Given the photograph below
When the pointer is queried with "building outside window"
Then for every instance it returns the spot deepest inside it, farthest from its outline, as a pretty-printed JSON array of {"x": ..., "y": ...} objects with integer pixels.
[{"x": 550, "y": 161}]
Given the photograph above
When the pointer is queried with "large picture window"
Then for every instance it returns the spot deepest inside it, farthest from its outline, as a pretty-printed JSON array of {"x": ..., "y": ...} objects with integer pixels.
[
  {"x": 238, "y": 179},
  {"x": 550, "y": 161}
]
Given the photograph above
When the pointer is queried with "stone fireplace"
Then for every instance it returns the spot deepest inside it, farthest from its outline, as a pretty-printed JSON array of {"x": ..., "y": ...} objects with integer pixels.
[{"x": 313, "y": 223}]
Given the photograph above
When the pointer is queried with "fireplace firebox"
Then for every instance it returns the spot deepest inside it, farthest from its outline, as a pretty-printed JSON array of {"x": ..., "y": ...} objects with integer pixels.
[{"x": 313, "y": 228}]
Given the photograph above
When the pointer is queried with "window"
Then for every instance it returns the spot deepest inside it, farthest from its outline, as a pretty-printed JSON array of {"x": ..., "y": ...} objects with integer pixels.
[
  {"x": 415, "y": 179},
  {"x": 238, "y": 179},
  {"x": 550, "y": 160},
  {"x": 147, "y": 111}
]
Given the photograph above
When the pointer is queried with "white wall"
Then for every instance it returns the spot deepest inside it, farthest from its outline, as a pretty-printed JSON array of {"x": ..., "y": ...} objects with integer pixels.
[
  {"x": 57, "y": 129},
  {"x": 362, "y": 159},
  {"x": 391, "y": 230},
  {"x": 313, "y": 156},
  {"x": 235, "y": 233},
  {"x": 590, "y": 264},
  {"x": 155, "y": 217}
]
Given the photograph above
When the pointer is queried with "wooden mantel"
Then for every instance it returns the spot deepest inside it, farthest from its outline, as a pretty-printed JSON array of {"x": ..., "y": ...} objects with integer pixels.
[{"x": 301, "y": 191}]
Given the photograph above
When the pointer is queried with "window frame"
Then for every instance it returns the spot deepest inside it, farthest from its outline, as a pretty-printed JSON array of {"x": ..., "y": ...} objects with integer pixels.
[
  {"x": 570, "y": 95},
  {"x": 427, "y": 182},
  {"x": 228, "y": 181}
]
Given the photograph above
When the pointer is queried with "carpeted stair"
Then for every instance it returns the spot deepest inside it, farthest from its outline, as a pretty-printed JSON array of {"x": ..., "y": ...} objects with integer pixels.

************

What you should do:
The response should be an exact copy of all the records above.

Answer box:
Given the photograph below
When the pointer is queried with "building outside window"
Then for every instance it returns the spot deepest inside it, farthest from its outline, as a pretty-printed JSON array of {"x": ..., "y": ...} objects with integer pixels.
[{"x": 550, "y": 161}]
Given the photograph above
When the pointer is queried with "large picture window"
Then for every instance it returns the spot deepest inside it, farthest from its outline, as a pretty-printed JSON array of {"x": ..., "y": ...} objects with integer pixels.
[
  {"x": 238, "y": 179},
  {"x": 550, "y": 161}
]
Given the photograph above
When the pointer is queried with "stone fireplace"
Then for every instance it returns the spot deepest inside it, farthest from its outline, as a pretty-printed JSON array of {"x": ..., "y": ...} objects with integer pixels.
[{"x": 313, "y": 223}]
Given the photograph above
When the pointer is queried with "fireplace firebox"
Then for every instance it returns the spot deepest inside it, farthest from its outline, as a pretty-printed JSON array of {"x": ..., "y": ...} objects with integer pixels.
[{"x": 313, "y": 228}]
Given the photograph above
When the pointer is queried with "window"
Then for every instance it returns the spot deepest inside it, farthest from its outline, as a pretty-printed JSON array of {"x": ..., "y": ...} objects with integer pixels.
[
  {"x": 415, "y": 179},
  {"x": 238, "y": 179},
  {"x": 550, "y": 160},
  {"x": 147, "y": 111}
]
Given the photograph above
When the pointer is queried with "white wall"
Then for every instance it returns the spot deepest inside it, farthest from its outline, as a pretty-printed JSON array of {"x": ..., "y": ...} objects with integer pixels.
[
  {"x": 57, "y": 129},
  {"x": 362, "y": 159},
  {"x": 391, "y": 230},
  {"x": 313, "y": 156},
  {"x": 235, "y": 233},
  {"x": 590, "y": 264},
  {"x": 155, "y": 217}
]
Given the photograph above
When the pointer is queried with "wooden mantel"
Then for every instance it returns the spot deepest inside it, farthest from its outline, as a pretty-printed JSON array of {"x": ..., "y": ...} objects with integer pixels.
[{"x": 301, "y": 191}]
Given the photograph above
When the pointer is queried with "window frame"
Then for every instance it returns the spot deepest inside it, farthest from its outline, as a pretty-printed JSON array of {"x": ..., "y": ...} objects with integer pixels.
[
  {"x": 570, "y": 95},
  {"x": 427, "y": 182},
  {"x": 228, "y": 181}
]
Given the photograph above
When the pointer is queried with "carpeted stair"
Then for every instance it returns the spot deepest inside it, farthest from its outline, as a pretty-printed JSON array of {"x": ..., "y": ...} objects with integer pixels.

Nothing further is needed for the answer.